> **SUPPLIED MATERIAL**:
▬▬▬

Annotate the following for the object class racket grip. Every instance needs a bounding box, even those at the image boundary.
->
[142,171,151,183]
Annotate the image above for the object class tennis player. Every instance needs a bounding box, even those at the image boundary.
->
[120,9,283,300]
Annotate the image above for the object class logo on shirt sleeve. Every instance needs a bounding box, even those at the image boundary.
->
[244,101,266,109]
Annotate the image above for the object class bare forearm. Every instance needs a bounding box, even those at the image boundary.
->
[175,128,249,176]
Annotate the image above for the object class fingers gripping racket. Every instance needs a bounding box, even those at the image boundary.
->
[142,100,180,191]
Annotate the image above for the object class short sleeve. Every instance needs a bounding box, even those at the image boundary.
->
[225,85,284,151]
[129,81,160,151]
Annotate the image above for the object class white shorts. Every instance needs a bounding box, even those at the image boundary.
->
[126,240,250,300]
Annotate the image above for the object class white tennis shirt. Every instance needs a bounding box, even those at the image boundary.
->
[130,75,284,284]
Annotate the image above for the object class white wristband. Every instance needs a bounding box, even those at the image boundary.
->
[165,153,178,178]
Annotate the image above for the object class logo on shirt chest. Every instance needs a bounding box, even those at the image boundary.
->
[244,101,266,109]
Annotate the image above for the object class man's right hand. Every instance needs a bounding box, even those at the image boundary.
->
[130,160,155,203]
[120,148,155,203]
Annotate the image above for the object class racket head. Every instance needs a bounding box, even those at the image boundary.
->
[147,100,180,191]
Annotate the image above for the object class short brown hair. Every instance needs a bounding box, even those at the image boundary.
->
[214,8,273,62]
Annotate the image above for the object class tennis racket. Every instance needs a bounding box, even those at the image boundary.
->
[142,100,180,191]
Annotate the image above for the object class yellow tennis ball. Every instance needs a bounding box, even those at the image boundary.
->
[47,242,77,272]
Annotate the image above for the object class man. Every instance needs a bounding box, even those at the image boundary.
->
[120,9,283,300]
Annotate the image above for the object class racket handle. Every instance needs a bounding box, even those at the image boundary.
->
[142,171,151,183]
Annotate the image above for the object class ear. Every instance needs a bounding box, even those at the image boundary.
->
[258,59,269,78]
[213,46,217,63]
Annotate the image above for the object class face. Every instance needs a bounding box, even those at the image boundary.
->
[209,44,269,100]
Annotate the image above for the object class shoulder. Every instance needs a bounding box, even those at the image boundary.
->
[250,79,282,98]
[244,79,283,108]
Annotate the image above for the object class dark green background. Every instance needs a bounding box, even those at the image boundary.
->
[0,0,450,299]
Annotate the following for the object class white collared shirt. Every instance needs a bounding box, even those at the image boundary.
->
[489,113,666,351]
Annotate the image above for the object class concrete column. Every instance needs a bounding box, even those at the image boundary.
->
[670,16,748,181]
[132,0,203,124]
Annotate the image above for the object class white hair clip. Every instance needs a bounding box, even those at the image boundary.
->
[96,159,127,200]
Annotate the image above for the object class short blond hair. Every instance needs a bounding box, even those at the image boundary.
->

▬▬▬

> **TASK GOAL**:
Recast every line of the records above as a Markdown table with the columns Row and Record line. Number the rows in order and leave out blank lines.

> **THE RESPONSE**:
| Row | Record line |
|---|---|
| 1 | Annotate the following for the object class racket grip. Every instance needs a bounding box, even those at the image boundary. |
| 2 | -> |
| 3 | [142,171,151,183] |
| 4 | Annotate the image above for the object class tennis player. Every instance needs a bounding box, even those at the image boundary. |
| 5 | -> |
| 6 | [120,9,283,300] |
| 7 | Annotate the image above for the object class logo on shirt sleeve. Every instance needs a bounding box, even those at the image boundary. |
| 8 | -> |
| 9 | [244,101,266,109] |
| 10 | Annotate the image above for the object class bare forearm. Every instance needs a bounding box, even those at the image boundary. |
| 11 | -> |
| 12 | [175,128,249,176] |
| 13 | Annotate the image above for the object class fingers gripping racket. Every instance needs a bounding box, even those at the image boundary. |
| 14 | -> |
| 15 | [142,100,180,191] |
| 16 | Annotate the image above for the object class short sleeve. Every instance needs a bounding box, even those at the image boundary. |
| 17 | -> |
| 18 | [225,85,284,151] |
| 19 | [129,81,160,151] |
| 20 | Annotate the image above for the object class white shorts. Every instance needs a bounding box, even those at the image boundary. |
| 21 | -> |
| 22 | [126,240,250,300] |
| 23 | Annotate the image above for the object class white tennis shirt. Every instance needs a bounding box, even those at the image boundary. |
| 24 | -> |
| 25 | [130,75,284,284] |
| 26 | Annotate the image above for the object class white wristband. Every instance needs a bounding box, even those at the image boundary. |
| 27 | -> |
| 28 | [165,153,178,178] |
| 29 | Annotate the image above for the object class logo on shirt chest. Every instance needs a bounding box, even those at the image boundary. |
| 30 | -> |
| 31 | [244,101,266,109] |
| 32 | Annotate the image above for the object class man's right hand. Every instance needs a bounding box, even those at the image boundary. |
| 33 | -> |
| 34 | [130,160,155,203] |
| 35 | [120,148,155,203] |
| 36 | Annotate the image above for the object class racket head. Every instance needs a bounding box, even those at the image boundary. |
| 37 | -> |
| 38 | [147,100,180,191] |
| 39 | Annotate the image above for the object class short brown hair. Every instance needs a bounding box, even those at the image boundary. |
| 40 | -> |
| 41 | [214,8,273,62] |
| 42 | Annotate the image above for the object class tennis racket. Every instance needs a bounding box, even those at the image boundary. |
| 43 | -> |
| 44 | [142,100,180,191] |
| 45 | Annotate the image above for the object class yellow tennis ball. Every instance needs a bounding box, even those at the image boundary. |
| 46 | -> |
| 47 | [47,242,77,272] |
| 48 | Annotate the image above for the object class man. Every instance needs a bounding box, even those at the image boundary. |
| 49 | -> |
| 50 | [120,9,283,300] |
| 51 | Annotate the image above for the object class racket handle. Every instance needs a bounding box, even those at the image boundary. |
| 52 | -> |
| 53 | [142,171,151,183] |
| 54 | Annotate the image above for the object class ear. Every instance needs a bounding box, even those at the image boundary. |
| 55 | -> |
| 56 | [258,59,269,78] |
| 57 | [213,46,217,63] |
| 58 | Annotate the image above for the object class face. Every instance needs a bounding box, even those at the image boundary. |
| 59 | -> |
| 60 | [209,44,269,100] |
| 61 | Annotate the image above for the object class shoulder. Every instance needs a bounding box, even those at the image boundary. |
| 62 | -> |
| 63 | [250,79,282,98] |
| 64 | [244,79,283,108] |
| 65 | Annotate the image above for the object class dark green background. Every instance needs a bounding box, even those at the image boundary. |
| 66 | -> |
| 67 | [0,0,450,299] |
| 68 | Annotate the following for the object class white collared shirt. Every instance needs a bounding box, even those at the image boundary. |
| 69 | -> |
| 70 | [489,113,666,351] |
| 71 | Annotate the image above for the object class concrete column. Every instance needs a bounding box, even those at the image boundary. |
| 72 | -> |
| 73 | [670,16,748,181] |
| 74 | [132,0,203,124] |
| 75 | Annotate the image above for the object class white hair clip. Every instance needs a bounding box, even those at the image boundary. |
| 76 | -> |
| 77 | [96,159,127,200] |
| 78 | Annotate the image above for the object class short blond hair. Every instance needs a bounding box, even those at the image boundary. |
| 79 | -> |